═════ Input data

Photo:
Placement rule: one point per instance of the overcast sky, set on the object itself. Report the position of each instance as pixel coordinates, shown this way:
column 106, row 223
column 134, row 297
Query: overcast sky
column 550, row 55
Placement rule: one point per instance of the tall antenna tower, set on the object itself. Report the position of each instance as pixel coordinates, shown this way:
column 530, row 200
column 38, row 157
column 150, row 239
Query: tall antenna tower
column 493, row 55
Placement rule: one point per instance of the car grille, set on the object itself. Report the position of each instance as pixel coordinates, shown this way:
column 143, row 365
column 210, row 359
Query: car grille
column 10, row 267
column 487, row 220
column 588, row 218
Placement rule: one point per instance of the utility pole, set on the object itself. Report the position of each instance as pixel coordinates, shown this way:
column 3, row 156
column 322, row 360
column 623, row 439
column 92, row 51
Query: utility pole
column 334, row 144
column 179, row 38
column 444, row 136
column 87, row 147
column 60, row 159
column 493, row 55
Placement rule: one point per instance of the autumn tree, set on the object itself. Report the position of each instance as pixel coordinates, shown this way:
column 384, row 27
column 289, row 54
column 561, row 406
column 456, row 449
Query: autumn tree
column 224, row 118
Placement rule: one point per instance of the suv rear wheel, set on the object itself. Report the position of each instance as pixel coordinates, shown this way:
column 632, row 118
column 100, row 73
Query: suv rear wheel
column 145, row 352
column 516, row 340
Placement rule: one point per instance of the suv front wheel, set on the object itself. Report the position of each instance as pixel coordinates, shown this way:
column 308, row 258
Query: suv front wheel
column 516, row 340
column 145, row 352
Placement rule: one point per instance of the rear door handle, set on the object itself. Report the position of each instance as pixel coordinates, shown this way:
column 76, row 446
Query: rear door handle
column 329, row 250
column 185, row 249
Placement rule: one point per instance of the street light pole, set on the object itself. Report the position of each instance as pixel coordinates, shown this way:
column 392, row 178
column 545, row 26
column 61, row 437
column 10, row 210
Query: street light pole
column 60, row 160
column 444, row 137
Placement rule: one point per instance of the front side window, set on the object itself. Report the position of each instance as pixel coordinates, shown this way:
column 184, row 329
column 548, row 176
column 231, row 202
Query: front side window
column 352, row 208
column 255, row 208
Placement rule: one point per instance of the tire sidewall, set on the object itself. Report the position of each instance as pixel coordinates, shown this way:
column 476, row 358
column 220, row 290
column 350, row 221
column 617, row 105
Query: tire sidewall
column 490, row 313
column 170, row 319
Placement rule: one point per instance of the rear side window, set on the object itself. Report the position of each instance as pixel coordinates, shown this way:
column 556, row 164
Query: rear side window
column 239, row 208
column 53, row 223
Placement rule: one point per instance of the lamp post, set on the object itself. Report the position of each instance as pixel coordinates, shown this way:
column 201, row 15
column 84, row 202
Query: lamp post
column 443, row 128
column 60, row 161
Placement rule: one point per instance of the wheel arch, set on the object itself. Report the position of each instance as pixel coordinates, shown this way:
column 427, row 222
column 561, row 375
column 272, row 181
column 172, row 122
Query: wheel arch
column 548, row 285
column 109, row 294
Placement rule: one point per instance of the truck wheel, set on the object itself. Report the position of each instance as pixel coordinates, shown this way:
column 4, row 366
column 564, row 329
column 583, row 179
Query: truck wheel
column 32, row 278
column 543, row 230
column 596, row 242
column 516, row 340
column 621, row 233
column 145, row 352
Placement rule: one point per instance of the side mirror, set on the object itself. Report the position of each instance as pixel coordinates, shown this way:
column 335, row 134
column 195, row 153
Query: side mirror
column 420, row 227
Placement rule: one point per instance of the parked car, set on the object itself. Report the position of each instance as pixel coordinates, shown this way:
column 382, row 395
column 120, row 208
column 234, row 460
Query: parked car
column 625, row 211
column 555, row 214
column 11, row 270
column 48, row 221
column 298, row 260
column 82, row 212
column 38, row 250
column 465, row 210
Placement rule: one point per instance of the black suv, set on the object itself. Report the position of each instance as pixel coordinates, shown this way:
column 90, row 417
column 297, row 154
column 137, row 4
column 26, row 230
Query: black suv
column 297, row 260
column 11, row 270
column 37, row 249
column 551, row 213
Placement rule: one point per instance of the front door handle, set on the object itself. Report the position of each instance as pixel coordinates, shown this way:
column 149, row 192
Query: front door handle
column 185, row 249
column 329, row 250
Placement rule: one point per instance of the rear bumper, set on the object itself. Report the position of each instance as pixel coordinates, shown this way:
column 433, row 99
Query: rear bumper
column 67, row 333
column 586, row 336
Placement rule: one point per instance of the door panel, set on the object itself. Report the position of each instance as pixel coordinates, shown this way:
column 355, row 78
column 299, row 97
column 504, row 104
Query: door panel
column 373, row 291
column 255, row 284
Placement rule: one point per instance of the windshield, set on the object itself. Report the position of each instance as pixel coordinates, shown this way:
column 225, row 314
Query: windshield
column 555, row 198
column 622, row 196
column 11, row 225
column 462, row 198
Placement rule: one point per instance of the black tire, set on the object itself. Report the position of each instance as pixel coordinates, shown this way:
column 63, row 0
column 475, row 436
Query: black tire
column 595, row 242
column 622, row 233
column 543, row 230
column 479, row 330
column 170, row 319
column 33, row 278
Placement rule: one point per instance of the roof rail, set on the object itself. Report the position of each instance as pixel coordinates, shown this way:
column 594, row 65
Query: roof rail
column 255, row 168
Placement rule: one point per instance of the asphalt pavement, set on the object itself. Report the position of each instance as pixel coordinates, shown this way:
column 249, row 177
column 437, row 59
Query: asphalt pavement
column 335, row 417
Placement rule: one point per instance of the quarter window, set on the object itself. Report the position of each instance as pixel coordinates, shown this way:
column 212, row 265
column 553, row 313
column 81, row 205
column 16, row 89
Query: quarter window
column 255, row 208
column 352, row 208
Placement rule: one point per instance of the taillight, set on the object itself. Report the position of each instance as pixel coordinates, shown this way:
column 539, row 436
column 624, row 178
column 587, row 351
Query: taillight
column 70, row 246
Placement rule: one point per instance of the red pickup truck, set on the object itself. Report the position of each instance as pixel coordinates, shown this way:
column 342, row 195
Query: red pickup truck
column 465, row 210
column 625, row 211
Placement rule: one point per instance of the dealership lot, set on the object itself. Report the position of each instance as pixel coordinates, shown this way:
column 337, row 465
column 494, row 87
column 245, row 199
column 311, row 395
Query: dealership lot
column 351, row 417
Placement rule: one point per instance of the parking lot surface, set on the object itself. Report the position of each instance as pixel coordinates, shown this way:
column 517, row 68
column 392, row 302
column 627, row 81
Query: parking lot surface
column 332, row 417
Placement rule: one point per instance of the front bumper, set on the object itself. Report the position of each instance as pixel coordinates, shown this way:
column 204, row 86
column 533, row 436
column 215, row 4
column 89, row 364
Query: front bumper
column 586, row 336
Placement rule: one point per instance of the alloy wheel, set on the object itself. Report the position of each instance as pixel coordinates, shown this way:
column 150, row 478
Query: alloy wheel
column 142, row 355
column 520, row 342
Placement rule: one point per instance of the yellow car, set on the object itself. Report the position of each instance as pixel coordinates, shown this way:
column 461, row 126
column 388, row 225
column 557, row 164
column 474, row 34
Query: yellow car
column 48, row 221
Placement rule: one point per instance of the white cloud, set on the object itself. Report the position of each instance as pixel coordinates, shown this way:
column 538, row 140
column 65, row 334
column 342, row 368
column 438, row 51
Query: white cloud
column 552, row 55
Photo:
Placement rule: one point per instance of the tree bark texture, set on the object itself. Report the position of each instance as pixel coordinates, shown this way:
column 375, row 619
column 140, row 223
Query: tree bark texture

══════════

Lay out the material above as a numbered list with one line per number, leaving out any blank lines.

1. Photo:
2. Placement rule: one point per instance of the overcast sky, set on the object itself. Report the position of each instance as pixel coordinates, shown this way:
3. column 106, row 223
4. column 134, row 297
5. Query: overcast sky
6. column 550, row 55
7. Placement rule: one point per instance of the tall antenna tower, set on the object itself. Report the position of each instance as pixel coordinates, shown this way:
8. column 530, row 200
9. column 38, row 157
10. column 150, row 239
11. Query: tall antenna tower
12. column 493, row 55
13. Placement rule: one point per instance of the car grille, set on the object itself. Report the position of each instance as pixel coordinates, shown this way:
14. column 143, row 365
15. column 210, row 359
16. Query: car grille
17. column 10, row 267
18. column 487, row 220
19. column 588, row 218
20. Placement rule: one point per instance of the utility pole, set on the object itself. Report the position of each instance as pixel coordinates, shown this way:
21. column 3, row 156
22. column 322, row 360
23. column 623, row 439
24. column 92, row 51
25. Query: utility pole
26. column 334, row 144
27. column 179, row 38
28. column 444, row 136
29. column 87, row 147
30. column 60, row 159
31. column 493, row 55
32. Placement rule: one point per instance of the autumn tree, set on the object itself. Report the position of each instance as pixel coordinates, shown this way:
33. column 384, row 27
34. column 289, row 54
35. column 561, row 406
36. column 456, row 449
37. Query: autumn tree
38. column 224, row 118
39. Placement rule: one point per instance of the suv rear wheel, set on the object itself. Report the position of each instance as pixel coordinates, shown this way:
40. column 632, row 118
41. column 100, row 73
42. Query: suv rear wheel
43. column 145, row 352
44. column 516, row 340
45. Placement rule: one point per instance of the suv front wheel, set on the object itself. Report the position of each instance as pixel coordinates, shown this way:
46. column 308, row 258
47. Query: suv front wheel
48. column 516, row 340
49. column 145, row 352
50. Placement rule: one point per instance of the rear door handle, set on the object itself. Report the position of each instance as pixel coordinates, shown this way:
51. column 76, row 446
52. Query: rear door handle
53. column 329, row 250
54. column 185, row 249
55. Placement rule: one point per instance of the street light pole, set on the object itself. Report the position of each instance as pixel coordinates, shown this way:
56. column 392, row 178
57. column 545, row 26
58. column 61, row 437
59. column 10, row 210
60. Query: street light pole
61. column 60, row 160
62. column 444, row 137
63. Placement rule: one point per instance of the front side window, set on the object itself. Report the position of each instance as pixel coordinates, shown this way:
64. column 184, row 329
65. column 548, row 176
66. column 231, row 202
67. Query: front side window
68. column 352, row 208
69. column 255, row 208
70. Placement rule: one point per instance of the tire sidewall, set on the object itself. Report the position of each instance as pixel coordinates, shown this way:
71. column 476, row 358
72. column 220, row 290
73. column 350, row 221
74. column 617, row 105
75. Query: tire sidewall
76. column 490, row 313
77. column 170, row 319
78. Placement rule: one point per instance of the rear side window, set on the object itself. Report the position of each instance as pixel coordinates, shown this way:
79. column 556, row 164
80. Query: rear side window
81. column 239, row 208
82. column 53, row 223
83. Placement rule: one point per instance of the lamp post, set on the object itself. Report the position of each instance as pixel coordinates, shown this way:
84. column 201, row 15
85. column 84, row 202
86. Query: lamp post
87. column 443, row 128
88. column 60, row 161
89. Placement rule: one point per instance of the wheel arch, set on the object itself. Report the position of each instance as pixel coordinates, shown this way:
90. column 427, row 222
91. column 561, row 375
92. column 272, row 181
93. column 172, row 122
94. Query: wheel arch
95. column 548, row 285
96. column 109, row 294
97. Placement rule: one point per instance of the truck wheel, set on the object itself. Report the position of each instance as pixel coordinates, shown this way:
98. column 4, row 366
99. column 564, row 329
100. column 583, row 179
101. Query: truck wheel
102. column 32, row 278
103. column 543, row 230
104. column 596, row 242
105. column 516, row 340
106. column 621, row 233
107. column 145, row 352
108. Placement rule: one point per instance of the side mirror, set on the object itself. Report the position of each instance as pixel coordinates, shown this way:
109. column 335, row 134
110. column 195, row 153
111. Query: side mirror
112. column 420, row 227
113. Placement rule: one point per instance of the parked car, set on the object itself. Report the position of each instance as pixel coordinates, shown this way:
114. column 382, row 395
115. column 120, row 208
116. column 234, row 460
117. Query: parked car
118. column 625, row 211
119. column 555, row 214
120. column 11, row 270
121. column 48, row 221
122. column 298, row 260
123. column 82, row 212
124. column 38, row 250
125. column 465, row 210
126. Placement rule: one point per instance of the black suv, set on the object itself. Report the position of each instance as pixel coordinates, shown this way:
127. column 90, row 417
128. column 297, row 154
129. column 137, row 4
130. column 26, row 230
131. Query: black suv
132. column 297, row 260
133. column 11, row 270
134. column 37, row 249
135. column 551, row 213
136. Placement rule: one point per instance of the front door handle, set on the object itself. Report the position of each instance as pixel coordinates, shown this way:
137. column 149, row 192
138. Query: front door handle
139. column 185, row 249
140. column 329, row 250
141. Placement rule: one point per instance of the rear bumper, set on the object itself. Report the position of each instance as pixel coordinates, shown this way:
142. column 433, row 99
143. Query: rear bumper
144. column 67, row 333
145. column 586, row 336
146. Placement rule: one point per instance of the door panel, set on the object itself. Report the position of each instance as pixel coordinates, shown this way:
147. column 355, row 78
148. column 299, row 97
149. column 504, row 104
150. Query: door panel
151. column 373, row 291
152. column 255, row 284
153. Placement rule: one point per instance of the windshield, set on the object itself. Report the position of each instance as pixel coordinates, shown this way:
154. column 225, row 314
155. Query: windshield
156. column 555, row 198
157. column 622, row 196
158. column 11, row 225
159. column 462, row 198
160. Placement rule: one point per instance of the black tire, set on the object itself. Report the position of each instance as pixel coordinates, shown this way:
161. column 63, row 0
162. column 475, row 436
163. Query: black tire
164. column 595, row 242
165. column 622, row 233
166. column 543, row 230
167. column 479, row 330
168. column 170, row 319
169. column 33, row 278
170. Placement rule: one point per instance of the roof rail, set on the object itself. Report the position of each instance as pixel coordinates, shown this way:
171. column 594, row 65
172. Query: roof rail
173. column 255, row 168
174. Placement rule: one point per instance of the asphalt pavement, set on the object itself. Report the position of each instance as pixel coordinates, shown this way:
175. column 249, row 177
176. column 437, row 59
177. Query: asphalt pavement
178. column 335, row 417
179. Placement rule: one point per instance of the quarter window, set on the object itself. Report the position of each instance as pixel coordinates, shown this way:
180. column 212, row 265
181. column 553, row 313
182. column 81, row 205
183. column 16, row 89
184. Query: quarter window
185. column 255, row 208
186. column 352, row 208
187. Placement rule: one point per instance of the taillight, set on the object itself. Report the position of each instance as pixel coordinates, shown this way:
188. column 539, row 436
189. column 624, row 178
190. column 587, row 351
191. Query: taillight
192. column 70, row 246
193. Placement rule: one point per instance of the red pickup truck, set on the object itself. Report the position of each instance as pixel coordinates, shown this way:
194. column 342, row 195
195. Query: red pickup truck
196. column 465, row 210
197. column 625, row 211
198. Placement rule: one point per instance of the dealership lot, set on the object itself. Report the position of each instance as pixel coordinates, shown this way:
199. column 337, row 465
200. column 494, row 87
201. column 245, row 199
202. column 311, row 395
203. Query: dealership lot
204. column 351, row 417
205. Placement rule: one point per instance of the parking lot surface, set on the object itself. Report the position of each instance as pixel coordinates, shown this way:
206. column 517, row 68
207. column 392, row 302
208. column 627, row 81
209. Query: parking lot surface
210. column 332, row 417
211. Placement rule: one point per instance of the front bumper, set on the object itself. Report the position of each instance as pixel coordinates, shown this way:
212. column 204, row 86
213. column 533, row 436
214. column 215, row 4
215. column 89, row 364
216. Query: front bumper
217. column 586, row 336
218. Placement rule: one point per instance of the alloy wheel, set on the object itself. Report the position of each instance as pixel coordinates, shown this way:
219. column 150, row 478
220. Query: alloy wheel
221. column 142, row 355
222. column 520, row 342
223. Placement rule: one point per instance of the yellow car, set on the object itself. Report the position of each instance as pixel coordinates, shown this way:
224. column 461, row 126
225. column 388, row 225
226. column 557, row 164
227. column 474, row 34
228. Query: yellow car
229. column 48, row 221
230. Placement rule: one point per instance of the white cloud, set on the object itself. Report the position of each instance as pixel coordinates, shown this way:
231. column 538, row 140
232. column 65, row 334
233. column 342, row 368
234. column 438, row 51
235. Query: white cloud
236. column 552, row 55
237. Photo:
238. Placement rule: one point per instance of the tree bark texture, set on the object itself. Report the position of each instance as pixel coordinates, shown this way:
239. column 375, row 619
240. column 140, row 223
241. Query: tree bark texture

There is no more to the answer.